Stored data entries
▼
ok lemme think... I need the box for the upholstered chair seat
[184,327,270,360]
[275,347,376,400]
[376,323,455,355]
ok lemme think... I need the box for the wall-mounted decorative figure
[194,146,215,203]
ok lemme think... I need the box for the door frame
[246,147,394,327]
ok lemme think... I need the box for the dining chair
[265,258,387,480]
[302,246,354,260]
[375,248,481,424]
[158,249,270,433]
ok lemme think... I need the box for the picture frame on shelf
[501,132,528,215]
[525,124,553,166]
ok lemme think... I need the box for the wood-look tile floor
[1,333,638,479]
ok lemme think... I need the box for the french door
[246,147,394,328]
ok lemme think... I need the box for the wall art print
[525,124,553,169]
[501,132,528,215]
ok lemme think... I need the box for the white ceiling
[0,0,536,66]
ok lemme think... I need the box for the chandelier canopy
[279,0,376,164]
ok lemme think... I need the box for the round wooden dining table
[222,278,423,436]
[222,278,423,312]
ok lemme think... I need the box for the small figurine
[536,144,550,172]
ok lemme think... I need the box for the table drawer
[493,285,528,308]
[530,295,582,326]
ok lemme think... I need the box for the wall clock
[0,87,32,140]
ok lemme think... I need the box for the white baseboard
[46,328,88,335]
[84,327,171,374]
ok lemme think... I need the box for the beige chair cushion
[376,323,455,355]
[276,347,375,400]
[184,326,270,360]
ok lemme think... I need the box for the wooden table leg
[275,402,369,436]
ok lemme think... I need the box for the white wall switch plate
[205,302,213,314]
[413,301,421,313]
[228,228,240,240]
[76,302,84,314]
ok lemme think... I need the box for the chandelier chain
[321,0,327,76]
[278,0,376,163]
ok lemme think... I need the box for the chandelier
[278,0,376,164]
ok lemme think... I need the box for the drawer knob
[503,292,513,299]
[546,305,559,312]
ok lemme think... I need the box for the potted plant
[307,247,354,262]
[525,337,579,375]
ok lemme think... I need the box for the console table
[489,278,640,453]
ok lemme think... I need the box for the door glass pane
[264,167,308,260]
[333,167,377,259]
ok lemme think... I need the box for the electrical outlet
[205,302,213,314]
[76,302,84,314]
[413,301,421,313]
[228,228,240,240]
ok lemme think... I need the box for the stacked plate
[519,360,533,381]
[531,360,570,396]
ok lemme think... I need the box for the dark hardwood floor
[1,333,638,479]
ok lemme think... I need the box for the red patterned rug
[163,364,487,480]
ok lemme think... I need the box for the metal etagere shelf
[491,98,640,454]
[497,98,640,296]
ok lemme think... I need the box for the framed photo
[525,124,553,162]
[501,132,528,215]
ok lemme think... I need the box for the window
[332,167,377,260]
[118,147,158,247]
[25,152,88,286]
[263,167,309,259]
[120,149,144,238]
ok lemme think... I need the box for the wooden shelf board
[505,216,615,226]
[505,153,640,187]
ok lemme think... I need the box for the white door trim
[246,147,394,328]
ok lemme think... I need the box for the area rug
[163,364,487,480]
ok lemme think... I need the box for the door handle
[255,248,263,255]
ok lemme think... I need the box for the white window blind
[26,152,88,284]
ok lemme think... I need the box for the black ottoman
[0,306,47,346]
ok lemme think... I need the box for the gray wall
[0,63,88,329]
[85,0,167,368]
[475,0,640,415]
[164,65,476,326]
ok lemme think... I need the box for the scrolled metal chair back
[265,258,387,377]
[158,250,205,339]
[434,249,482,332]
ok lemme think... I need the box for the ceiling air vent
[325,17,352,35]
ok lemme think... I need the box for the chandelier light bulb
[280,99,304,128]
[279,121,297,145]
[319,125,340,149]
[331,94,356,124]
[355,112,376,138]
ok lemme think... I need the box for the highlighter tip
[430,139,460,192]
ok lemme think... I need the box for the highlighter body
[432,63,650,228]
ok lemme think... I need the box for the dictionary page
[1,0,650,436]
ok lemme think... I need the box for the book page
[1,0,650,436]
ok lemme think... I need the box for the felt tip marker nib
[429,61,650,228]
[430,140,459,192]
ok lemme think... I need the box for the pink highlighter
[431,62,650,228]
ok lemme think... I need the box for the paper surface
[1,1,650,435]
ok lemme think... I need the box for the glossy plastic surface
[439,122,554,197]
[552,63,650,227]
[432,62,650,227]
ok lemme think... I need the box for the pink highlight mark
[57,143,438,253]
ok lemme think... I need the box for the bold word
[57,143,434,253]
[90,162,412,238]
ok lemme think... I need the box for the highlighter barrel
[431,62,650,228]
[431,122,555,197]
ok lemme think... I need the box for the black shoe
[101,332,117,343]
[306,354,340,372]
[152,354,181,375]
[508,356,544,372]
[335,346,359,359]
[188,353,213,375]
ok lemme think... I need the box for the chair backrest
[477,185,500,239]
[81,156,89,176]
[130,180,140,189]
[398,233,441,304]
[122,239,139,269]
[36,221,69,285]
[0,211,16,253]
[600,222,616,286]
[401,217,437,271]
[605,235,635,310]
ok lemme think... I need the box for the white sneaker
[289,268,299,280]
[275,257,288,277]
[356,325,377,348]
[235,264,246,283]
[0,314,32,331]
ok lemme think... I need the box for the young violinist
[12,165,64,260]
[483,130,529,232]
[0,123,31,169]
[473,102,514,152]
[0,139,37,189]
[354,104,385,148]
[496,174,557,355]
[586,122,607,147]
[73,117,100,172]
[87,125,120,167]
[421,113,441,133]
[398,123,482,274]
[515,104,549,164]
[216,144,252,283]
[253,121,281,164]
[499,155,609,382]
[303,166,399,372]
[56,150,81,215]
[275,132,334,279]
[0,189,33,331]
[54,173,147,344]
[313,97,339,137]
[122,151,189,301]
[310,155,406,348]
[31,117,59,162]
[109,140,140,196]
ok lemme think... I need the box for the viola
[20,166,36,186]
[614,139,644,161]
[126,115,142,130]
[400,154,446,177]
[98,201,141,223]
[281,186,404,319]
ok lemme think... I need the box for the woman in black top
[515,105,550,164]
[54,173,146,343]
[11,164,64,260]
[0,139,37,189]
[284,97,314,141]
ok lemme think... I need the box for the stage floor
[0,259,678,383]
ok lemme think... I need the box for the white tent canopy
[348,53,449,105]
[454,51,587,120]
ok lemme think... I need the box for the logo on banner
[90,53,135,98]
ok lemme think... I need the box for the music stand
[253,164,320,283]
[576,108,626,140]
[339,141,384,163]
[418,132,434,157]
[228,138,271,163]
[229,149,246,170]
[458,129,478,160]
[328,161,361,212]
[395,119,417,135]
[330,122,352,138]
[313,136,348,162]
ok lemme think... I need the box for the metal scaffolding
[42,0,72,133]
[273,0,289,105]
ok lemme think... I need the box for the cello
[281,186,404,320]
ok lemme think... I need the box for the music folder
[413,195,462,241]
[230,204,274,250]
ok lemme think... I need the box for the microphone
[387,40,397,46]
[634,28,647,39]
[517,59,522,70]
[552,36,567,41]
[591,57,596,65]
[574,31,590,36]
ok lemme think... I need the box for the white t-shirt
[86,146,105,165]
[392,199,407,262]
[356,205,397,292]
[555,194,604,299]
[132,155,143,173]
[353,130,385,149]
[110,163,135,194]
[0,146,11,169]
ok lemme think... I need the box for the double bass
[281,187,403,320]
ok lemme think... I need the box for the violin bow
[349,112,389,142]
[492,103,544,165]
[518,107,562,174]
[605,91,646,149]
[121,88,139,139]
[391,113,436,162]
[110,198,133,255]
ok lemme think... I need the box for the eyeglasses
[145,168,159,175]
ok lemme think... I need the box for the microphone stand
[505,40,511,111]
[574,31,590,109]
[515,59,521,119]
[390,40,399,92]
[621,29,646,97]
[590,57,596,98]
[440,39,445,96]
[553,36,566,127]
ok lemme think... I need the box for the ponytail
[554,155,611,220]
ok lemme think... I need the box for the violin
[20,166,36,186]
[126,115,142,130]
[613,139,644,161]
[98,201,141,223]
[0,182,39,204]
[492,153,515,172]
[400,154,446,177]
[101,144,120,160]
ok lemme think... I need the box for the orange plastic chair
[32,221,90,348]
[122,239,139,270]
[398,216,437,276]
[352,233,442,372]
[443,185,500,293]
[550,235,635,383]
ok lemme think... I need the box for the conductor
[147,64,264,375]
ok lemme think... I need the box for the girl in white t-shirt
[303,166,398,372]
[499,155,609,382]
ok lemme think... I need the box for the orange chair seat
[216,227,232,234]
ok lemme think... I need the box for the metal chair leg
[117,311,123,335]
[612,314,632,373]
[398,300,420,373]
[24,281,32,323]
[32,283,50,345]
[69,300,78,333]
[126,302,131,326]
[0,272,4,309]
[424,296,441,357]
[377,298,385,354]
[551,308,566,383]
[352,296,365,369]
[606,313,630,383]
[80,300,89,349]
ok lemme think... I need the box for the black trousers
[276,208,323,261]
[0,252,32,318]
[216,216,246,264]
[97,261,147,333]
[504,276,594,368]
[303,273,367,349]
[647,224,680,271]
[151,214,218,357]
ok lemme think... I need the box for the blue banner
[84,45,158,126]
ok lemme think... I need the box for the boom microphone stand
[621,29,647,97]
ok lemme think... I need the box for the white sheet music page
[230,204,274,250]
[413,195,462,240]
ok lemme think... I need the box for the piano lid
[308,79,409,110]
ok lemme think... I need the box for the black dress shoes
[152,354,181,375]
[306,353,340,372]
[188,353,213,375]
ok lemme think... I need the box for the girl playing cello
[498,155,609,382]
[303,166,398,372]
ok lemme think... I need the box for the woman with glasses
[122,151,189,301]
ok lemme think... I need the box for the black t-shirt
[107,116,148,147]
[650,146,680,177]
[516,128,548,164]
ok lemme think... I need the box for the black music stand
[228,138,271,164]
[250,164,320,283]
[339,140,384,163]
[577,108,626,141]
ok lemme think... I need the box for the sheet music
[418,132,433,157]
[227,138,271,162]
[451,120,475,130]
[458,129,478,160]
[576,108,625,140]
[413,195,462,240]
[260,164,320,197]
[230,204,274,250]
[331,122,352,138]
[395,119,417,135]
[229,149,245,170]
▲
**Assignment**. Could you print, exactly and with nothing else, the lines from the one containing "ok lemme think... I need the box for the black t-shirt" through the last line of the records above?

**Response box**.
ok lemme think... I need the box for the black t-shirt
[107,116,148,147]
[650,146,680,177]
[516,128,548,164]
ok lemme think... I need the box for the black music stand
[228,138,271,164]
[250,164,320,283]
[339,140,384,163]
[577,108,626,141]
ok lemme think... I need the box for the sheet music
[418,132,433,157]
[227,138,271,162]
[451,120,475,130]
[458,129,478,160]
[576,108,625,140]
[413,195,462,240]
[260,164,320,197]
[230,204,274,250]
[331,122,352,138]
[395,119,417,135]
[229,149,245,170]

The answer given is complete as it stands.